--- Begin Provided data ---
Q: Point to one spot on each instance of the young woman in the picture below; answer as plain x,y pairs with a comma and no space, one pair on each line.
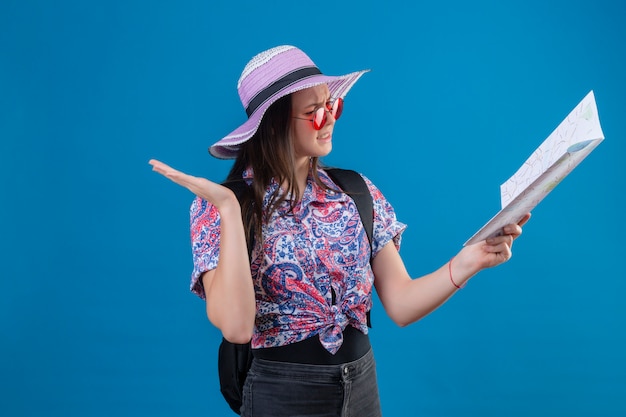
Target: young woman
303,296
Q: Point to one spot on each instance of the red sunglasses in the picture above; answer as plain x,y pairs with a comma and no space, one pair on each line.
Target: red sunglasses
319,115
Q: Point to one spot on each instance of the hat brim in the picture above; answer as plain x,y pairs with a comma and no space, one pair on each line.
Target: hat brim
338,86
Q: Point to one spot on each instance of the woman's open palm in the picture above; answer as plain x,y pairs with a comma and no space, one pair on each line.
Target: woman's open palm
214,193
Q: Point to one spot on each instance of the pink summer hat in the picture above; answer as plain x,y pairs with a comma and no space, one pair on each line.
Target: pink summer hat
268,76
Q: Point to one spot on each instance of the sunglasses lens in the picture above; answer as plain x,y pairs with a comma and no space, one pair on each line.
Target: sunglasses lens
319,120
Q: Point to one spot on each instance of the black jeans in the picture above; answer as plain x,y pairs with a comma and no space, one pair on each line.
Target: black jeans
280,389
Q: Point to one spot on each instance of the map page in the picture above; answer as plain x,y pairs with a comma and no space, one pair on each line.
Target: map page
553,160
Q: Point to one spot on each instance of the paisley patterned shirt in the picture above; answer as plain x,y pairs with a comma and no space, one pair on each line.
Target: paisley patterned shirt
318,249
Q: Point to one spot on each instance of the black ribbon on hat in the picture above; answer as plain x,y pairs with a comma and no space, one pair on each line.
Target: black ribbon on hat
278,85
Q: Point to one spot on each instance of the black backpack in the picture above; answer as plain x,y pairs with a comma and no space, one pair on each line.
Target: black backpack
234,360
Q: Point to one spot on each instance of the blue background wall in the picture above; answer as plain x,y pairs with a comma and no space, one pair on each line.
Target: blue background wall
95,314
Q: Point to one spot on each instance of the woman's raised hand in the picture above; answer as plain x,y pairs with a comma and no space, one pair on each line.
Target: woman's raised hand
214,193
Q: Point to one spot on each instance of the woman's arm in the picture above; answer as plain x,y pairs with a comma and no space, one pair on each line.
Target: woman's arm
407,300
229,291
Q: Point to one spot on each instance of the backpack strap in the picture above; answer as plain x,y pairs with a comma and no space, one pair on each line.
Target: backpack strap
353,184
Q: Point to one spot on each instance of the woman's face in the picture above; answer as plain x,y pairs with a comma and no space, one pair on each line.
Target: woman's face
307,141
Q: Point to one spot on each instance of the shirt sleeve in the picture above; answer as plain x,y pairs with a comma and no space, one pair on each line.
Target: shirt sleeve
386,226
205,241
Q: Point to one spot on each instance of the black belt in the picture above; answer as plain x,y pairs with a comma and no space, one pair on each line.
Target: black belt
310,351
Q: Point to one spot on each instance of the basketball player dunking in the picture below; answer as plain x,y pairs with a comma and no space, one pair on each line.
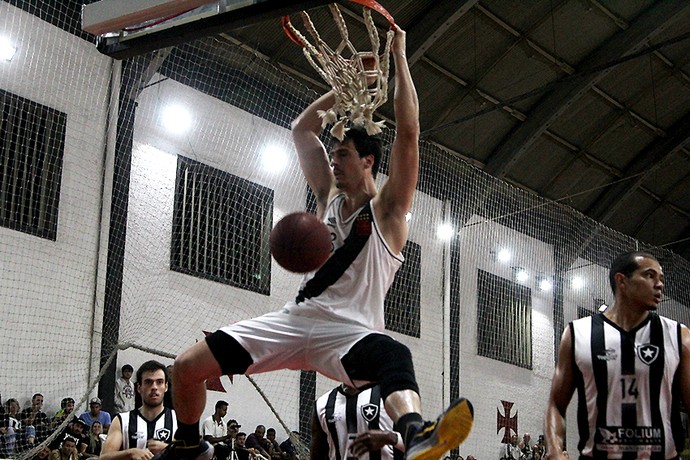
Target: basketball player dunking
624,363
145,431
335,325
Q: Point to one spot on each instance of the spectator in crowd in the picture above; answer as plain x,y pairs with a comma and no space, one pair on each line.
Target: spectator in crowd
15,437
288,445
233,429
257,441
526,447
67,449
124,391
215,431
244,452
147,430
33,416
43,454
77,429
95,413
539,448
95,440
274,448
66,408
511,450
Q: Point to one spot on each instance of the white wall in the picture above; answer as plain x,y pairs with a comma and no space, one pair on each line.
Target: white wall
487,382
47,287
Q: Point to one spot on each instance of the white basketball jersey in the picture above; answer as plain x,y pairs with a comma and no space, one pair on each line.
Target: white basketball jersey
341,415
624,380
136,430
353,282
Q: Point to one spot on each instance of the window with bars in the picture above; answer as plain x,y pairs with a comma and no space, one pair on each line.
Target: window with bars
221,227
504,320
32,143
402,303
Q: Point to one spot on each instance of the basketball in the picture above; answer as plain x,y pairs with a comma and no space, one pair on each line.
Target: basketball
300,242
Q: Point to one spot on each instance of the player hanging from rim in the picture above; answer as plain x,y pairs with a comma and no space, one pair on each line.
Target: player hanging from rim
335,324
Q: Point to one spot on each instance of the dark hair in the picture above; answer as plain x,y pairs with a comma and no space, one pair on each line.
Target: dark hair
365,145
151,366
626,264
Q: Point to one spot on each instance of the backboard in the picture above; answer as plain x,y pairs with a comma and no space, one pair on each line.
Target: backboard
--- End Provided data ---
Given exercise: Pictures don't belong in the copy. Restate all the entries exactly.

Completed exercise:
Q: Point to one spot on each instance of the young woman in the picture below; answer as plain x,y pairs with a comma and no space, one pair on each line.
Target: young woman
303,296
Q: Point to one spot on each instance of the red sunglasses in the picture above; answer as plain x,y pairs with a comma and no space, one pair on each line.
Target: red sunglasses
319,115
Q: Point to one spot on each instance of the hat brim in the picture above; answer as plain x,y pairs with a comma and no space, one pair on each line.
Target: hat brim
338,86
Q: Point to one spot on each instance of the woman's open palm in the picture above; answer as plain x,y pairs with a comma and no space, one pair on each line.
Target: woman's open palm
214,193
Q: Point to one spot on each instance of the pink summer hat in the picture above; answer as plain x,y pairs with a comma and no space, one pair on each line.
Target: pink summer hat
268,76
Q: Point to one spot on each instance of the sunglasses lens in the picture above; answer as plain x,y pairs with a comma and no space, one pair on each line.
Target: sunglasses lens
319,120
Q: Point to one spot on each instance of the black jeans in the picture above; answer as plain x,y pairs with a comma and no space, one pair on each line.
Target: black jeans
280,389
Q: Point to one spot on each instance of the map page in the picture above; answer as plain x,y pairs with a comma and no space, one pair on each line.
Target: map page
553,160
Q: Point to one spot on each instance of the paisley patterned shirt in the picture above; answer as plain x,y pairs with a comma and no space, one pair on each line.
Target: paisley patterned shirt
318,249
Q: Point to one spot on each instance of the black ribbon on hat in the picture above; answer as plain x,y pairs with a comma and no space, one pair on each line.
Target: black ribbon on hat
278,85
Q: Point to one spot on each instance of the black backpack in the picture above; answer as plain x,y pairs with a comma and no space, one pair on each line.
Target: black backpack
234,360
Q: Point to one spot on each instance of the blue background wall in the picture above; answer as plain x,y pairs with a comma and no space, one pair on each line.
Target: blue background wall
95,314
Q: Point to one spot on each instance of the woman's raised hand in the picture above; answer as plain x,y pairs with a comma and no space, one pair on each line.
Target: woman's raised hand
214,193
Q: Point to one spot on each instance of the woman's arm in the picture above; answer as plain x,y pairs with a comma and no space, one pair on each line.
Target: woman's arm
407,300
229,291
Q: Point to one spot on each instance of the backpack strap in the picture above; answer as plain x,y pairs with a comma and no space, one pair on each line.
Target: backpack strap
353,184
Q: Point to one spot on each instance of the woman's face in the picture above; answer as plain x,y pairs with a comma and no space, one pair on each line.
Target: woman's face
307,141
Q: Point to one spot on each instance of the shirt sleeve in the picture above; answer as plain x,y pairs with a comma and no space, one pair on each line.
Target: shirt sleeve
386,226
205,241
Q: Point to one spot on each instance of the black belt in the picture above; answer as plain x,y pairs with a comma and no space, one pair on each line.
Target: black belt
310,351
Q: Point to one spot on each instance of the basketball player dunking in the picture below; answer as plain x,y pairs with a comma and no space, one pair on each line.
Target: basketball player dunking
624,363
145,431
335,325
Q: Point to one spot on each instance of the spectator in crowd in the picture above; answer as plain x,y pairs with a comma and no space, one pair on each line.
Target: spectator in crowd
15,437
288,445
233,429
257,441
526,447
67,449
124,391
215,431
244,452
147,430
33,416
43,454
77,429
95,413
539,448
95,440
274,448
66,408
511,450
Q: Point to one spot on each instance of the white wall in the picture above; answer as plain x,y pairs with a comma and no space, one pair on each line.
Target: white wall
487,382
47,287
Q: Point to one spot on each instance of the white basketball jersey in the picture above; answer as plain x,y pairs with a comma and no space, one pair on each line.
Target: white basketball jersey
341,415
624,380
136,430
353,282
Q: Point to one spot on each instance of the window with bars in the picture above; answer as plain x,y pairs with a comma and no space, one pair on each line.
Target: window with bars
221,227
504,320
32,143
402,303
Q: Point to one spot on each instance of the basketball in the picture above; answer as plain x,y pairs with a comma and no space, one pair on each line.
Target: basketball
300,242
Q: Point to one spot on each instance of the player hanging from rim in the picture above; answer as plain x,y pairs with a comma and no space, one pair on each line.
Target: player hanging from rim
335,324
Q: Point to one spot on each instance of the dark hair in the picture above; answer as plain x,y pairs with a comma and no space, one pair on each line.
Target: dark hair
365,145
151,366
626,264
Q: Point to one spot on each instance of the backboard in the picture above; answer as plain x,y pairs with a comma and no space, one pair on each line.
Target: backboard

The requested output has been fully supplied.